Document extract |

*** Begin section ***

Executive Order Limiting Liability for Connecticut Providers Responding to COVID-19 Grants Protections for Health Care Professionals and Hospitals Grappling With Pandemic

By Stephen M. Cowherd and Margaret A. Bartiromo

On April 5, 2020, Connecticut Governor Ned Lamont issued a much-anticipated Executive Order that provides immunity from civil liability to health care professionals and certain facilities supporting the state’s COVID-19 response efforts except for acts or omissions that constitute a crime, fraud, malice, gross negligence, willful misconduct, or would otherwise constitute a false claim under federal or state law.  The Governor’s Order specifically provides that the immunity conferred covers the entire time period extending from March 10, 2020, when the current public health and civil preparedness emergency was declared, including any period of extension or renewal.  Accordingly, the immunity covers acts or omissions that occurred prior to the issuance of the Executive Order that are attributable to the COVID-19 response effort.

*** End section ***

What this task involves | In the article on the Connecticut executive order, what kinds of acts or omissions are excluded from the immunity from civil liability? Name each one. The lines that follow were taken from a separate source.

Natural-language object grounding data
*** Begin section ***

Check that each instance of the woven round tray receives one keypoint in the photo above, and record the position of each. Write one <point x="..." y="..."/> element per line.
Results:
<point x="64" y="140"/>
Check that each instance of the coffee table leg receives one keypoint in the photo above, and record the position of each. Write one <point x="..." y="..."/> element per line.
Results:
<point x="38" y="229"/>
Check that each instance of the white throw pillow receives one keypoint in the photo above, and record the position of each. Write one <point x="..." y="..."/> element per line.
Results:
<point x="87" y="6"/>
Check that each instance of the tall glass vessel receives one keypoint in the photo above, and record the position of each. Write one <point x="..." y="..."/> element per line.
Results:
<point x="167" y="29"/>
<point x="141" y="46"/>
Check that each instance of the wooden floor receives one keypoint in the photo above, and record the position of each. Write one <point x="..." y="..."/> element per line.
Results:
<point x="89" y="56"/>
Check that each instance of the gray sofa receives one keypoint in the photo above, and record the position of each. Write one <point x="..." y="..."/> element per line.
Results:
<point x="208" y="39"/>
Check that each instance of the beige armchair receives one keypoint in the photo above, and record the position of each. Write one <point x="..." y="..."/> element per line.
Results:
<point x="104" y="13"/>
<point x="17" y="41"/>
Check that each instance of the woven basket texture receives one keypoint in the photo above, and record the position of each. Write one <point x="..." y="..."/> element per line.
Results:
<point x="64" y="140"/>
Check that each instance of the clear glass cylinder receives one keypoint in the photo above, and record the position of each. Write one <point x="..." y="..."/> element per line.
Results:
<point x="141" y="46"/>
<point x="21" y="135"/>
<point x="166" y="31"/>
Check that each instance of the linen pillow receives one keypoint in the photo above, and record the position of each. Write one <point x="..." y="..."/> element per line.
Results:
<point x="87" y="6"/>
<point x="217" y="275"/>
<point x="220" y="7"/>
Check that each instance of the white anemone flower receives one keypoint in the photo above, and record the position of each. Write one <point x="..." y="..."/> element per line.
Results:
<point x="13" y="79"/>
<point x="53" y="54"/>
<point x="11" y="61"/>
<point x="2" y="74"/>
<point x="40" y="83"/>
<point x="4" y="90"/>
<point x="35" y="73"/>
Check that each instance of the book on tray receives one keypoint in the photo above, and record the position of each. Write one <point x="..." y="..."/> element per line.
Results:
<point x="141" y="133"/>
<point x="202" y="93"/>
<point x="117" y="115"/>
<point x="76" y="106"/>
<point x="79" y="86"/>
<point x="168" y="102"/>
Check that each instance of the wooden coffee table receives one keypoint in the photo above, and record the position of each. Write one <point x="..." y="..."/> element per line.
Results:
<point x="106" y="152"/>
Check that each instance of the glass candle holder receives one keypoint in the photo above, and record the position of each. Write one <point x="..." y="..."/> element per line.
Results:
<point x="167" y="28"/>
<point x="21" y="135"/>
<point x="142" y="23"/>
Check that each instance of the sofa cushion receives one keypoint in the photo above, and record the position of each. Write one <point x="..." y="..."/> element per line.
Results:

*** End section ***

Answer space |
- Crime
- Fraud
- Malice
- Gross negligence
- Willful misconduct
- A false claim under federal or state law